-- begin Data for processing --
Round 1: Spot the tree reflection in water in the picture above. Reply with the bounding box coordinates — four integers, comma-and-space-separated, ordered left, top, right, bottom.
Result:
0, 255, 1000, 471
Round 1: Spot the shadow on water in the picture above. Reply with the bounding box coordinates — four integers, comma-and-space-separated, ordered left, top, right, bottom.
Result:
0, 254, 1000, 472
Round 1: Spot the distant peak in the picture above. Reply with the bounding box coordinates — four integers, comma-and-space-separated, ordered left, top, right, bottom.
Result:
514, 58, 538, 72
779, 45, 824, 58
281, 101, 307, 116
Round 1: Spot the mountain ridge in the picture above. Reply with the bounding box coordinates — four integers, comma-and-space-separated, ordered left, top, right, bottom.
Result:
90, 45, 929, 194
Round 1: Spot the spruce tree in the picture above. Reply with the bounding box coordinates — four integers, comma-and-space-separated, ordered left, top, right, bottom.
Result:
-- end Data for processing --
-- begin Data for processing --
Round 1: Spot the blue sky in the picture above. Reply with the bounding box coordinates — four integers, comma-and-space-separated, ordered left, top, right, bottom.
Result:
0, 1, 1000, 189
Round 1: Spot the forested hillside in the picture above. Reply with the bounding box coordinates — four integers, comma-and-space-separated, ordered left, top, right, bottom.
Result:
-- end Data for processing --
What is being asked.
Reproduce the listing above, beginning at the line containing "Round 1: Spot the shadow" and continuing through the line containing "90, 45, 929, 194". Keep the requests unchanged and raise every bounding box coordinate in the results by 22.

Result of the task.
Round 1: Spot the shadow on water in the picture above. Reply with the bounding box coordinates — four integers, comma-and-space-separated, ordered left, top, right, bottom.
Result:
22, 276, 1022, 494
Round 1: Spot the distant peak in the picture above. Reply with the bounding box coordinates — four integers, comma-and-space-separated, ordered left, top, right, bottom.
Result:
536, 80, 560, 94
801, 67, 846, 80
303, 123, 329, 138
Round 1: Spot the mountain ridge in the picture above. Reply with the bounding box coordinates — four integers, comma-and-space-separated, ordered left, top, right, bottom.
Result:
112, 67, 951, 216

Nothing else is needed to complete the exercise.